● Requirement
Retype the passage on Whinegums and Babeworld word for word, beginning at "Babeworld, comprised of" and stopping after "DWP Number (2019)".

● Passage to read
Ellie Harman-Taylor, aka Whinegums, is a London-based artist, weaver, writer, and lecturer. Her practice navigates the experience of living with mental illness and disability. Ellie uses the metaphor of the body as a processing machine to explore how coping mechanisms can develop and aid survival in circumstances of marginalisation and suffering. Working with sculpture, video, performance, and comedy, Ellie’s work is frequently collaborative, including the lecture series, ‘Don’t Worry I’m Sick and Poor,’ which she co-created with Babeworld at the Royal College of Art, London.

Babeworld

Babeworld, comprised of Ashleigh Williams and Georgina Tyson, is a collaboration which aims to demystify the processes of creativity often kept elusive in an otherwise exclusive ‘art world.’ Focusing on themes of political and social identity, Ashleigh and Georgina’s exploration of disability, accessibility, mental health, sex work, and poverty has firmly grounded their practice in the corridors of the everyday. By creating an accessible critical framework through formatting and use of digestible language, their practice makes space for new dialogue which, rather than sitting within existing artistic narratives, offers an alternative. 

Call Me By Your DWP Number (2019)

BSL Interpreted:

Audio description: 

'Call Me By Your DWP Registration Number' (2019) is a collaboration between Babeworld and Whinegums. Visually referencing the classic coming of age movies of the 90s and 00s, this pink and dreamy world filled with objects (with the occasional tacky zoom-in) satirically romanticises the parts about living with a disability that are often vilified: using weed as a form of pain management and disability benefits as a form of employment.

Saved entries:
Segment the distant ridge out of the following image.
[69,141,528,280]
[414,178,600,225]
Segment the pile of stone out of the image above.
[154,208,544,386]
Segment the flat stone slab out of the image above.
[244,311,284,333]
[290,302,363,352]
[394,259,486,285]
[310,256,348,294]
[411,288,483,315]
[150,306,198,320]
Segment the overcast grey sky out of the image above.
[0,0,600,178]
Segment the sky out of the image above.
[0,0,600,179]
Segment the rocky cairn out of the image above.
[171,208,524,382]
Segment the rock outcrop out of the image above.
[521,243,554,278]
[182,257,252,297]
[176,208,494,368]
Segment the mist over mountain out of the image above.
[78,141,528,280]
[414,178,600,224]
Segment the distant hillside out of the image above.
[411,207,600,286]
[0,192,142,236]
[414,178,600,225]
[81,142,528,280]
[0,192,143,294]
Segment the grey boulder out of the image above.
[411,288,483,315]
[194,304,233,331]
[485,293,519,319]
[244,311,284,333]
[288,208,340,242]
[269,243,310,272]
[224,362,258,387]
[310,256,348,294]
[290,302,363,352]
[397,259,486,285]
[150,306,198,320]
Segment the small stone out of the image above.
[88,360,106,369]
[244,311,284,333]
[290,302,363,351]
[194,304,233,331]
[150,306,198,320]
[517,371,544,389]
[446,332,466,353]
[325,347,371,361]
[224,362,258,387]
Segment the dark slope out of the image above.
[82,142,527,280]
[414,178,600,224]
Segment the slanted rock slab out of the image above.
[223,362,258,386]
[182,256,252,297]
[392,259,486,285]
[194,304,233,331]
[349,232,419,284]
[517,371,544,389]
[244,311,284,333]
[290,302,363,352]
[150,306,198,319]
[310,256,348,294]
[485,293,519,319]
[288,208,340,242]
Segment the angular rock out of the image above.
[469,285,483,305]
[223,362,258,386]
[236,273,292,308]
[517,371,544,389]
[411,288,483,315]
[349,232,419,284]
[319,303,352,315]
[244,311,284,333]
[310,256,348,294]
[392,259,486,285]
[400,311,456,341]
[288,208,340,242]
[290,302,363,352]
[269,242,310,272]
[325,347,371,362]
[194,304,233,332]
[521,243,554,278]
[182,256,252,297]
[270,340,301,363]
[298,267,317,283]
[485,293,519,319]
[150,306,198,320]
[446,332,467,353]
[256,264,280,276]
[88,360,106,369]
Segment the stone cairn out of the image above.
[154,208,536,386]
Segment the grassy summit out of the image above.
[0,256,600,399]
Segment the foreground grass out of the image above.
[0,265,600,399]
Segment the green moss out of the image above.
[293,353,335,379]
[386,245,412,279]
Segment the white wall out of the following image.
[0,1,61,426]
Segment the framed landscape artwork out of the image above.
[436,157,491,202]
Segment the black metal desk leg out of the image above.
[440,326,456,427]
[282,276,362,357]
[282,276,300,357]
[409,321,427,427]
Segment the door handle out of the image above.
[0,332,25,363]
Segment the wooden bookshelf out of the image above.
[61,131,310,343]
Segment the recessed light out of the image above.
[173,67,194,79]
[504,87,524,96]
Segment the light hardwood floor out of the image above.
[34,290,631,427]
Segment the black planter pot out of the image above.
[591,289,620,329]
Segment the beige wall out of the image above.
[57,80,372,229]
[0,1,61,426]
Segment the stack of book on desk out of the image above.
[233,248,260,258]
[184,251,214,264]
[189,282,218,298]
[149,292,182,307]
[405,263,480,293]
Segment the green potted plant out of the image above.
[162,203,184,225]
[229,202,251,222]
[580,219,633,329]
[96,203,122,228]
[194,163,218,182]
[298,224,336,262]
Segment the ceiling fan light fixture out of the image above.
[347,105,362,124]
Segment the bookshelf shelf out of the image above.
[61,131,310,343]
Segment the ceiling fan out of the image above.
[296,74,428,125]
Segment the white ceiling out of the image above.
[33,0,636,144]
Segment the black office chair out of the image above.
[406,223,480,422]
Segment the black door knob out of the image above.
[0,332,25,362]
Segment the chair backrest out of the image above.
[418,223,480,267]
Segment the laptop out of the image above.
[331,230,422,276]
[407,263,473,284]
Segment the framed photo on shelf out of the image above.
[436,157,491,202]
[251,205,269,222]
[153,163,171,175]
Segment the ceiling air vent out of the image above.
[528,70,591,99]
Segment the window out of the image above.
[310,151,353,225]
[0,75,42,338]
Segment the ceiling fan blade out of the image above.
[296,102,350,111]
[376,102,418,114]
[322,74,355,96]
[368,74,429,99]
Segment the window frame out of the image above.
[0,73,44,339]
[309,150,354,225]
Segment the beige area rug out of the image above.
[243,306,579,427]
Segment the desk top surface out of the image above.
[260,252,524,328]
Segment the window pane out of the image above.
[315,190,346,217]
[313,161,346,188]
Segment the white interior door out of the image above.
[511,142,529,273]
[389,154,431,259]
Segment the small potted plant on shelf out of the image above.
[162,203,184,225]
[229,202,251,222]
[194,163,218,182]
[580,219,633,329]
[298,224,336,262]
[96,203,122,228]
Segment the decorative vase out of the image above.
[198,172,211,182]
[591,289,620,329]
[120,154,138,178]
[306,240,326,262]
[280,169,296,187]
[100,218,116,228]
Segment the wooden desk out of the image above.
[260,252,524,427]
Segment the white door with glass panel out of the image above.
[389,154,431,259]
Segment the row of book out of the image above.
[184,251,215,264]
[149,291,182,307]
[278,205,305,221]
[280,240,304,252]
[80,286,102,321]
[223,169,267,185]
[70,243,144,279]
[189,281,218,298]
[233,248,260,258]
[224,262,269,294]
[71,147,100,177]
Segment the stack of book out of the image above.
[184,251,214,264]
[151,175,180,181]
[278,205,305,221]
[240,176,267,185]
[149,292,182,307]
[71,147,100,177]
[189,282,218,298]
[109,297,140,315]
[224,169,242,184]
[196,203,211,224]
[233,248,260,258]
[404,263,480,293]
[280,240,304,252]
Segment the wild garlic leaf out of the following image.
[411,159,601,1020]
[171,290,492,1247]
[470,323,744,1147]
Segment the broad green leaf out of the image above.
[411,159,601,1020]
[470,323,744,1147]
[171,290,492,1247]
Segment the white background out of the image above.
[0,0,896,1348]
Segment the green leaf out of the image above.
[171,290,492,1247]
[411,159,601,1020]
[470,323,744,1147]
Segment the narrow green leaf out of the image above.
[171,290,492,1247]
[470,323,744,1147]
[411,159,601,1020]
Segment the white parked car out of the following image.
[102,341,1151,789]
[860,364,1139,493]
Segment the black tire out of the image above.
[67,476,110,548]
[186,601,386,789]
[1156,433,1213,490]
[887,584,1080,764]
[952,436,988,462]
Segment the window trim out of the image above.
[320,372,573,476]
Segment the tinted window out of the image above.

● Answer area
Babeworld, comprised of Ashleigh Williams and Georgina Tyson, is a collaboration which aims to demystify the processes of creativity often kept elusive in an otherwise exclusive ‘art world.’ Focusing on themes of political and social identity, Ashleigh and Georgina’s exploration of disability, accessibility, mental health, sex work, and poverty has firmly grounded their practice in the corridors of the everyday. By creating an accessible critical framework through formatting and use of digestible language, their practice makes space for new dialogue which, rather than sitting within existing artistic narratives, offers an alternative. 

Call Me By Your DWP Number (2019)